Nello specifico, però, ci sono società e figure professionali che si occupano direttamente e specificamente dell’attività di lobbying, “su commissione”: un’azienda interessata all’approvazione di una determinata legge, insomma, può stipulare un contratto con una società o una persona specializzata in lobbying perché queste facciano pressione sui politici per una determinata questione. Le modalità di azione di queste pressioni possono essere più o meno lecite: questo dipende in gran parte dal fatto che le attività di lobbying siano regolamentate a livello istituzionale o si svolgano invece senza alcun controllo normativo.

Le azioni delle lobby possono limitarsi a una serie di comunicazioni e contatti con i rappresentanti della politica – presentare dati e rapporti a sostegno della loro posizione – o organizzarsi in vere e proprie campagne per influenzare l’opinione pubblica, per finanziare le campagne elettorali, per promuovere scioperi o proteste organizzate e tradursi, dunque, in domanda politica. La forza delle lobby dipende prevalentemente dalla loro disponibilità di risorse economiche, numeriche, e dal livello di influenza che le lobby stesse sono in grado di esercitare: conoscenze personali, accesso ai luoghi in vengono prese le decisioni e ai canali di pressione più importanti (come per esempio i media).

La definizione di “lobby” del dizionario di economia e finanza dell’Enciclopedia Treccani fornisce un quadro piuttosto completo delle opportunità e dei rischi di queste attività.

I gruppi di pressione possono concorrere al bene della democrazia nella misura in cui – agendo dall’interno delle istituzioni e non dal loro esterno, in quanto riconosciuti e regolamentati – la loro molteplicità e interazione diano luogo a una ‘competizione’ che realizzi un equilibrio tra spinte e pressioni contrastanti, volto al conseguimento dell’interesse generale (visione pluralista). Possono, al contrario, rappresentare un ostacolo o un pericolo per l’interesse generale, quando il processo democratico sia dominato da un numero esiguo di gruppi di pressione ‘speciali’ – ossia raramente regolamentati e articolati – che difendono interessi parziali, o quando, più in generale, lo Stato si ponga come unico detentore dell’interesse comune, che difende contro interessi particolari giudicati perturbatori, anche se tollerati (visione democratica classica).

■ **Obiettivo 1**
Le affermazioni (a), (b) e (c) concordano con il testo sulle lobby? Rispondi sì o no a ciascuna, citando alla lettera le parole decisive del testo.
(a) La forza delle lobby dipende soprattutto dalle loro risorse economiche e numeriche e dall'influenza che riescono a esercitare.
(b) Nella visione pluralista i gruppi di pressione contribuiscono alla democrazia agendo dall'esterno delle istituzioni.
(c) Un'azienda può stipulare un contratto con una società specializzata perché faccia pressione sui politici.
■ **Obiettivo 2**
Porta avanti il testo sulle lobby a partire dalla sua ultima frase, con un nuovo paragrafo nello stesso registro.
I dati non hanno alcun ruolo in questo lavoro.

[Estratti dal dataset di annotazioni di località]
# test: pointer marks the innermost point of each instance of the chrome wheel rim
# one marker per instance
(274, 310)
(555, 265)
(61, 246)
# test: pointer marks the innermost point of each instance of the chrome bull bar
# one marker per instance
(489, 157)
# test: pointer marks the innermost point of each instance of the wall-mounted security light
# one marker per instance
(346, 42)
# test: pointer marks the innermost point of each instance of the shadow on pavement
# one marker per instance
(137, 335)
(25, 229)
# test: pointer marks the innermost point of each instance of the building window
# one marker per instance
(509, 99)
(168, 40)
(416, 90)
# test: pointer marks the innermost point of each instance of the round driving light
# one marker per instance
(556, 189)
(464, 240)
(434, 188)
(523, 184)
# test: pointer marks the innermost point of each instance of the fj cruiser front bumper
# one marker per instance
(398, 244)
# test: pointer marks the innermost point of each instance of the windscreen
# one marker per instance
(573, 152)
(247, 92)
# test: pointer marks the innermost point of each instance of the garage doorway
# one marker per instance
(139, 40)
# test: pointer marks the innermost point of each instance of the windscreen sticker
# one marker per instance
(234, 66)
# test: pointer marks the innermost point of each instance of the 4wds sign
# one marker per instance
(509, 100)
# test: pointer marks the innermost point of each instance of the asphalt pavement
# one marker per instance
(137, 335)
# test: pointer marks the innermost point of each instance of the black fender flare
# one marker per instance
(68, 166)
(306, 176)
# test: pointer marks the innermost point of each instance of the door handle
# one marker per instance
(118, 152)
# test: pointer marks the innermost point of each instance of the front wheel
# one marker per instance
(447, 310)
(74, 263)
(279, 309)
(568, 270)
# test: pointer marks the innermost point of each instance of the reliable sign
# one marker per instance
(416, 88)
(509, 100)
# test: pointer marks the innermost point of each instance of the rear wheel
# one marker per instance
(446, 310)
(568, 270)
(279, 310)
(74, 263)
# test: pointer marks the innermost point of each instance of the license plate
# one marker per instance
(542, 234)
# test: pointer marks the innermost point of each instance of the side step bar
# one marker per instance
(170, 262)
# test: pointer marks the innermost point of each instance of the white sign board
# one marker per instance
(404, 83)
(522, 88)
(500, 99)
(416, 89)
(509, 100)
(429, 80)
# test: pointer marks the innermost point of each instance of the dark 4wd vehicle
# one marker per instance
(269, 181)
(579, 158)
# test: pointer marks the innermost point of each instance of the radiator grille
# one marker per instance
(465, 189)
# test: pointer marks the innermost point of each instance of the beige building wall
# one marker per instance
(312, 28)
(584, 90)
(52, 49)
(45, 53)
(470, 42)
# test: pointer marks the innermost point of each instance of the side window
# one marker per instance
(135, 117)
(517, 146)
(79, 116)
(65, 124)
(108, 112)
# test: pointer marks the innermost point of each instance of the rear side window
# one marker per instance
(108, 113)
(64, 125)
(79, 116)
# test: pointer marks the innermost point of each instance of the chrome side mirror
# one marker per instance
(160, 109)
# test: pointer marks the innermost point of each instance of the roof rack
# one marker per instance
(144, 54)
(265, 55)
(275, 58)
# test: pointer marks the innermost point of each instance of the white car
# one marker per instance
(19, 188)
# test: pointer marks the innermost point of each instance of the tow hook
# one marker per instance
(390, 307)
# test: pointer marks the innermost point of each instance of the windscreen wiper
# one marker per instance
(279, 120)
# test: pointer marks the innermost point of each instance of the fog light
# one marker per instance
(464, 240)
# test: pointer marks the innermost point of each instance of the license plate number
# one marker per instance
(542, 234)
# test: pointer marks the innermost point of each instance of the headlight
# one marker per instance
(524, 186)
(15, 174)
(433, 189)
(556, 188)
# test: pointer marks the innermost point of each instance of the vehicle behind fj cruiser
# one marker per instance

■ **Risposta scritta 1**
(a) Sì: «La forza delle lobby dipende prevalentemente dalla loro disponibilità di risorse economiche, numeriche, e dal livello di influenza che le lobby stesse sono in grado di esercitare».
(b) No: «agendo dall’interno delle istituzioni e non dal loro esterno».
(c) Sì: «può stipulare un contratto con una società o una persona specializzata in lobbying perché queste facciano pressione sui politici».

■ **Risposta scritta 2**
La prima visione coincide con il modello anglosassone e statunitense di lobbying, in cui si accorda legittimità alle attività dei gruppi di pressione; la seconda con il modello latino-francese, in cui tali gruppi difficilmente sono riconosciuti come elementi costitutivi della democrazia.

L’attività di lobbying è regolamentata in Australia, Canada, Germania, Polonia, Stati Uniti, Ungheria, Taiwan e anche nella Commissione e nel Parlamento europeo. Il Libro Bianco della Commissione UE del 2001, il Libro Verde del 2006 e il Registro europeo dei rappresentanti di interessi del 2007 hanno stabilito una regolamentazione dell’attività delle lobby all’interno delle istituzioni europee: un sistema di registrazione su base volontaria, un codice di condotta comune e un sistema di controllo e di sanzioni da applicare in caso di violazione del codice. Sono iscritti al registrocirca 5.400 gruppi di pressione che appartengono al mondo economico o alla cosiddetta società civile organizzata, diverse ONG e alcuni sindacati. Qualche esempio di lobby presente nel registro dell’UE e con sede in Italia: Altroconsumo, Legambiente ONLUS, Slow Food.

In Italia, invece, il lobbismo non è regolamentato dal punto di vista normativo: nel corso degli anni sono stati presentati diversi disegni di legge per rendere più trasparente l’attività dei vari gruppi, ma nessuno è mai stato approvato.Tra questi il cosiddetto “ddl Santagata”, presentato durante il secondo governo Prodi nel novembre del 2007 dal ministro per l’Attuazione del programma di governo Giulio Santagata. Anche l’attuale governo Letta si sta occupando della regolamentazione delle lobby e ha creato un gruppo di lavoro incaricato di redigere un nuovo disegno di legge. Il gruppo, coordinato dal segretario generale di Palazzo Chigi Roberto Garofoli e da Pier Luigi Petrillo, professore di Teoria e tecniche del lobbying alla LUISS, ha presentato il testo durante il Consiglio dei ministri del 5 luglio 2013 che ha però rinviato l’approvazione per ulteriori approfondimenti. Il testo prevedeva l’istituzione di un albo dei lobbisti, affidava il loro controllo all’Antitrust, chiedeva regole e limiti all’attività di pressione. E, soprattutto, prevedeva l’obbligo dei ministri di redigere una relazione che desse conto dei loro rapporti con queste persone e le società che essi rappresentavano.

In assenza di una normativa a livello nazionale, alcune Regioni hanno approvato delle leggi per regolamentare l’attività delle lobby: il Molise e anche la Toscana, con lo scopo di favorire la presenza di soggetti rappresentativi di interessi nell’attività politica e amministrativa della Regione e migliorare la trasparenza della politica.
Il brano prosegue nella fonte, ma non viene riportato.